▶ _Your objective_: From the first line to the last, return the material exactly.
══════════
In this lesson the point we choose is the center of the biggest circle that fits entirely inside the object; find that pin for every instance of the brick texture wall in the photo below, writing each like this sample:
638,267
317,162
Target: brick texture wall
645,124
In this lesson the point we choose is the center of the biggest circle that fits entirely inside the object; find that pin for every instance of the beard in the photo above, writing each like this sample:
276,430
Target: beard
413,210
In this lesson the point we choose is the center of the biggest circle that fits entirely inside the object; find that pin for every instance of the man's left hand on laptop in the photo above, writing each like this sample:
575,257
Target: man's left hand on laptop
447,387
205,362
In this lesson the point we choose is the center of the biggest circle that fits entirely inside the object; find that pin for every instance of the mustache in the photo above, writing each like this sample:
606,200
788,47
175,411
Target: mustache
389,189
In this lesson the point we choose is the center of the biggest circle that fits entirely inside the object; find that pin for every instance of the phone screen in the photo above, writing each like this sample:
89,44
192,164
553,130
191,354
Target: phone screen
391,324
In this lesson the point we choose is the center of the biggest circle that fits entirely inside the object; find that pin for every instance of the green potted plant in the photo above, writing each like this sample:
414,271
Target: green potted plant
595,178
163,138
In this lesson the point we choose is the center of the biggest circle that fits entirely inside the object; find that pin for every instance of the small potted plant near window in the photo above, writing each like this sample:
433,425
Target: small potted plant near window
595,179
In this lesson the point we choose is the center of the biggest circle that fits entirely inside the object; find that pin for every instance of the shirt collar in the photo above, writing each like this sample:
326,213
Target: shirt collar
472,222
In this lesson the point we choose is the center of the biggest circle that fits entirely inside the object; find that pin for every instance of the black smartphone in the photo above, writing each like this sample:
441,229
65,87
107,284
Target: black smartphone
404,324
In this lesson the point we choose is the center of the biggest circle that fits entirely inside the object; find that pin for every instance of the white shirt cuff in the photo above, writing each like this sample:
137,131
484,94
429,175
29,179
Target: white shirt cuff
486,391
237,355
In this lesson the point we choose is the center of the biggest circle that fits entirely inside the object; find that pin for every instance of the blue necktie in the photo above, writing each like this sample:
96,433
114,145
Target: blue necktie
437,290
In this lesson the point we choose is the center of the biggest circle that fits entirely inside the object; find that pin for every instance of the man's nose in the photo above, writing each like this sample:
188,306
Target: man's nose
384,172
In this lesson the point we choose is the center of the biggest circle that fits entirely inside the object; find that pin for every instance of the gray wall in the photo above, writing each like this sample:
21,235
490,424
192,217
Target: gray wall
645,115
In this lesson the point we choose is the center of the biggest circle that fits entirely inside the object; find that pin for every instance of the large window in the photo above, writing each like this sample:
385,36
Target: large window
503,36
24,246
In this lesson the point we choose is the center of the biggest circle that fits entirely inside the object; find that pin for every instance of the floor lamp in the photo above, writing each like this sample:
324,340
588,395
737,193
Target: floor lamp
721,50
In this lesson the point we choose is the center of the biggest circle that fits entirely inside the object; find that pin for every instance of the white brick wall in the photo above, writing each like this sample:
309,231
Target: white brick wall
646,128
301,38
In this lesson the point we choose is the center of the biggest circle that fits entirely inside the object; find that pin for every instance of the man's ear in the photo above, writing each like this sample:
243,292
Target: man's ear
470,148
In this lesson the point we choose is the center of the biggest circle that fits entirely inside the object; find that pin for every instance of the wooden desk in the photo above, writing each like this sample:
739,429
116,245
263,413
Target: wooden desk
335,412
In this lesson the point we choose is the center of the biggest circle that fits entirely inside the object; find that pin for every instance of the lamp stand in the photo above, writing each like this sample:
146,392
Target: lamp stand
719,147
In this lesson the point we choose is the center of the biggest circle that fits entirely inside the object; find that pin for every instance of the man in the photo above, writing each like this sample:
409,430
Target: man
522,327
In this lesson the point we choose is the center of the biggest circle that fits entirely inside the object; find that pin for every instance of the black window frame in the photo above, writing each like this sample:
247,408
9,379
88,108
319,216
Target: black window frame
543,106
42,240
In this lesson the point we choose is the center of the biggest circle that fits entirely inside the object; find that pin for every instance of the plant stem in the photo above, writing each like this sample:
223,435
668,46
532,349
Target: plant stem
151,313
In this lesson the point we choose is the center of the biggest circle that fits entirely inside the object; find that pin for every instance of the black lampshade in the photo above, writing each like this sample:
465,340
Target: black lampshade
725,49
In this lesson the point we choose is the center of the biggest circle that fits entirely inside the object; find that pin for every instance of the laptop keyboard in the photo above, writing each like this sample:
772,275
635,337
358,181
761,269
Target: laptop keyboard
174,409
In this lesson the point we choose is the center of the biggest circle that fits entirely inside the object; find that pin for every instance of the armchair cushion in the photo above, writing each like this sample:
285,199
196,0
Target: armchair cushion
══════════
▶ _Expected answer_:
In this lesson the point we choose is the center of the biggest circle that fits entirely inside the object; find that pin for every instance of the brick texture wall in the photo below, writing each like this sample:
638,267
317,162
Target: brick texture wall
645,124
In this lesson the point we choose is the center of the biggest circle that fits entirely inside the object; find that pin for every instance of the beard in the photo above, writing each like this sample:
276,430
Target: beard
413,210
In this lesson the point we choose is the center of the biggest circle that fits entirely inside the object; find that pin for every instance of the man's left hand on laptop in the photo above, writing each like this sample:
575,257
Target: man's left hand on laptop
447,387
205,362
In this lesson the point we choose is the center of the biggest circle that fits entirely inside the object; find that pin for every instance of the mustache in the photo above, writing each like this sample:
606,200
788,47
175,411
Target: mustache
389,189
In this lesson the point we choose is the center of the biggest circle that fits entirely inside the object; find that pin for every instance of the phone screen in the photo above, writing each like this sample:
89,44
192,164
553,130
191,354
Target: phone screen
391,324
In this lesson the point we choose is the center of the biggest circle that fits entirely inside the object; find that pin for every instance of the green potted plant in the photo above, writing each like this sample:
414,271
Target: green potted plant
595,178
163,138
In this lesson the point we choose is the center of the biggest circle that fits entirely inside the object; find that pin for every instance of the small potted plant near window in the photo above, writing each like this sample:
433,425
Target: small potted plant near window
595,179
In this lesson the point we choose is the center of the biggest circle that fits entirely inside the object; find that pin for every instance of the shirt collar in the photo above, writing each like this sample:
326,213
Target: shirt collar
472,222
In this lesson the point we choose is the center of the biggest circle that fits entirely inside the object; find that pin for every instance of the black smartphone in the photo above, writing each like this sample:
441,229
65,87
107,284
Target: black smartphone
404,324
In this lesson the point we choose is the center of the biggest circle that fits entirely inside the object; find that pin for every instance of the white shirt cuff in the photo above, writing each like this sample:
137,131
484,94
429,175
29,179
Target: white shirt cuff
486,391
237,355
In this lesson the point we choose is the center of the biggest circle that fits entirely inside the object; find that pin for every instance of the blue necktie in the photo above, writing each like this sample:
96,433
114,145
Target: blue necktie
437,290
In this lesson the point we choose is the center of the biggest circle that fits entirely inside the object; find that pin for every instance of the man's nose in the photo above, writing each like this sample:
188,306
Target: man's nose
384,172
In this lesson the point we choose is the center of the biggest circle that fits entirely inside the object; find that pin for every instance of the gray wall in the photo above, writing each like this sample:
21,235
490,424
192,217
Target: gray wall
645,115
In this lesson the point we choose is the center of the biggest circle that fits entirely inside the object; find that pin for every instance of the large window in the photo above, writing each like this sample:
385,36
Target: large window
503,36
24,246
In this lesson the point we choose is the center of the biggest circle that fits entirely inside the object; find that pin for every instance of the floor lamp in the photo above, writing each like this sample:
324,340
588,395
737,193
Target: floor lamp
721,50
In this lesson the point we choose is the center of the biggest circle that fits entirely inside the object; find that pin for every instance of the white brick wall in the photo above, writing each like this sample:
309,231
Target: white brick wall
646,128
301,38
In this lesson the point we choose is the center of the biggest circle that fits entirely inside the object; find that pin for every instance of the man's ear in the photo above, writing each like this sample:
243,292
Target: man's ear
470,148
In this lesson the point we choose is the center of the biggest circle that fits entirely inside the object; find that pin for every instance of the wooden desk in the photo above, writing each like this sample:
739,429
116,245
263,413
Target: wooden desk
335,412
In this lesson the point we choose is the center of the biggest circle that fits entirely inside the object; find that pin for every instance of the lamp stand in the photo above, writing each like this sample:
146,392
Target: lamp stand
719,147
In this lesson the point we choose is the center of the biggest circle that fits entirely inside the object; find that pin for every instance of the man in the photo above, writing each like this sample:
409,430
Target: man
522,327
In this lesson the point we choose is the center of the biggest circle that fits entirely inside the object; find that pin for every instance of the black window frame in the photo above, writing each like this sample:
247,408
9,379
88,108
319,216
Target: black window frame
543,106
42,240
In this lesson the point we choose is the center of the biggest circle that fits entirely inside the object; find that pin for every instance of the plant stem in the photo above, writing each like this sample:
223,435
668,46
532,349
Target: plant stem
151,313
In this lesson the point we choose is the center of the biggest circle that fits entirely inside the object; find that pin for every instance of the black lampshade in the photo above, writing each like this sample:
465,340
Target: black lampshade
725,49
In this lesson the point we choose is the center of the biggest circle that fits entirely inside the object; find that pin for every instance of the laptop keyboard in the photo above, writing each like this sample:
772,275
635,337
358,181
761,269
Target: laptop keyboard
174,409
In this lesson the point we choose is the center of the biggest circle that fits entirely inside the object; find that pin for every instance of the armchair cushion in the photo above, writing each like this sample:
285,199
196,0
Target: armchair cushion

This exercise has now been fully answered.